Data in this exercise –
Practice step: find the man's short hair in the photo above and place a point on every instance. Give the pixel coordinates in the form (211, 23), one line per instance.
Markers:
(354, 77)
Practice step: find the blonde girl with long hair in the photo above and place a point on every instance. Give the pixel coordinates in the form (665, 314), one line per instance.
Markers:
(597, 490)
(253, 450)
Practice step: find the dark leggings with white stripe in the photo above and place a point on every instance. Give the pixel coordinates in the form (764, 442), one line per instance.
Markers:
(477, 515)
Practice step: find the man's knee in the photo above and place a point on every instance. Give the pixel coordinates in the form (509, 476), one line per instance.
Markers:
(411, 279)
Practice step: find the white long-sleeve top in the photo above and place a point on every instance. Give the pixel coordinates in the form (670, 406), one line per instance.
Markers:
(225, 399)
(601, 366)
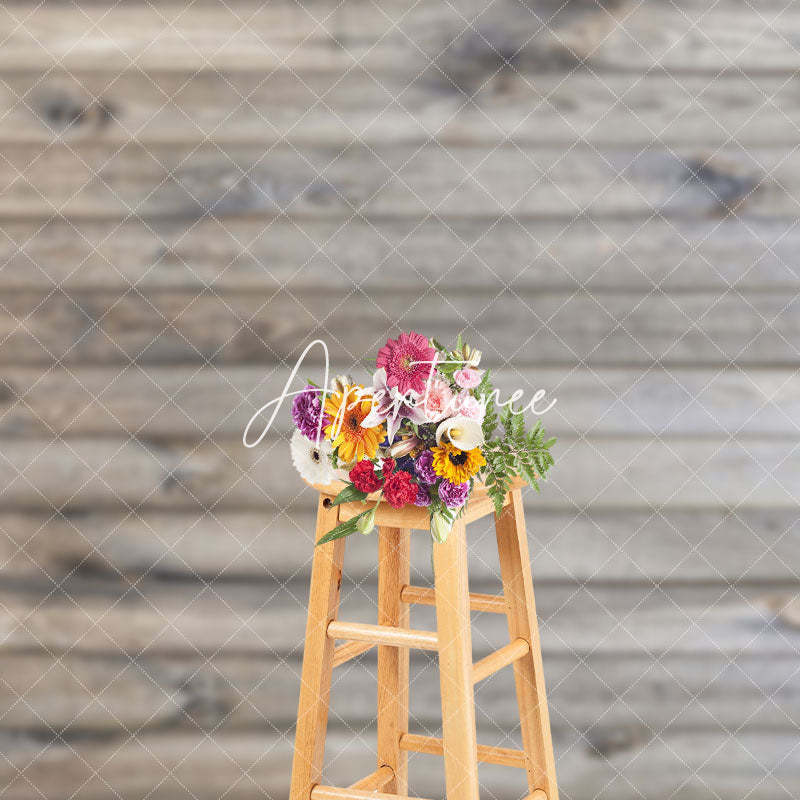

Activity – A precise copy of each record, with the images removed, should be output.

Solution to the problem –
Practice step: find the man's short hair in the photo above and place a point on every instance. Give the pixel coordinates in the form (211, 23), one line per instance.
Markers:
(354, 77)
Practice step: find the blonde girl with long hair in the photo above and place a point on every instance. Give the pixel coordinates in the form (665, 314), one line per instance.
Markers:
(597, 490)
(253, 450)
Practice step: find the dark leggings with white stripe in the photo above and place a point on every instance. Give the pixel coordinates in the form (764, 442), one line per instance.
Markers:
(477, 515)
Practice step: find the man's knee in the photo above and place a point on every instance. Give the pixel coordinates in the form (509, 476), one line per instance.
Markers:
(411, 279)
Practice step: find the white long-sleeve top in the photo above and place a point on every instance. Give the pixel coordinates in the form (670, 406), one line per instance.
Markers:
(225, 399)
(601, 366)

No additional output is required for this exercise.